*AUFGABE 1*.
In welchem Land und in wessen Trainingscamp absolvierte der TSV 1860 München laut dem Text über das Trainingslager seine Wintervorbereitung?
*AUFGABE 2*.
Gib aus dem Text über das Trainingslager des TSV 1860 München die Passage von "Am ersten Tag" bis einschließlich "hätte ausmalen können." wortgetreu wieder.
*AUFGABE 3*.
Führe den Text über das Trainingslager des TSV 1860 München in Portugal im Anschluss an seinen letzten Satz weiter.

Am ersten Tag dieses Projekts, im Januar, herrschte dichter Nebel, ein fauliger Gestank zog vom Meer herüber. In einem Trainingscamp des weltbekannten Startrainers José Mourinho durften die Spieler des Fußball-Zweitligisten TSV 1860 München ihre Wintervorbereitung absolvieren, auf einer Halbinsel in Portugal. Das Lager war dann nicht nur wegen des Wetters nur (höchstens) halb so herrlich, wie es sich anhörte, und seine Folgen waren sogar um ein Vielfaches schlimmer, als man es sich zuvor je hätte ausmalen können.

*DATENAUSZUG*.
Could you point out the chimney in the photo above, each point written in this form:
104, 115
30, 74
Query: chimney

*ANTWORT 1*.
In Portugal, in einem Trainingscamp des Startrainers José Mourinho auf einer Halbinsel.

*ANTWORT 2*.
Am ersten Tag dieses Projekts, im Januar, herrschte dichter Nebel, ein fauliger Gestank zog vom Meer herüber. In einem Trainingscamp des weltbekannten Startrainers José Mourinho durften die Spieler des Fußball-Zweitligisten TSV 1860 München ihre Wintervorbereitung absolvieren, auf einer Halbinsel in Portugal. Das Lager war dann nicht nur wegen des Wetters nur (höchstens) halb so herrlich, wie es sich anhörte, und seine Folgen waren sogar um ein Vielfaches schlimmer, als man es sich zuvor je hätte ausmalen können.

*ANTWORT 3*.
Dass keiner so recht wusste, woher Ismaiks Geld kommt, war den Verantwortlichen nicht so wichtig
Am 13. Tag des Projekts erschien Hasan Ismaik, und er fand, dass es gut war. Mit großem Gefolge in insgesamt sechs Limousinen kam der jordanische Investor des Giesinger Arbeitervereins aus Abu Dhabi nach Troia, er schüttelte Hände mitgereister Fans, er erhielt Dank und Anerkennung, er war es schließlich, der das ganze Brimborium hier in Portugal bezahlte: das teure Lager, den neuen Trainer Vitor Pereira, der zuvor bei internationalen Spitzenklubs wie Olympiakos Piräus und Fenerbahçe Istanbul gearbeitet hatte, dazu die fünf neuen Spieler aus aller Welt, die sich ankündigten, auch die zuvor schon eingetroffenen Erstliga-Spieler Ivica Olić und Stefan Aigner, das brasilianische Wundertalent Ribamar für die Vereins-Rekordablöse von 3,2 Millionen Euro, das sich dann als wundersam untalentiert erweisen sollte. Nach zwei Stunden ging Ismaik wieder.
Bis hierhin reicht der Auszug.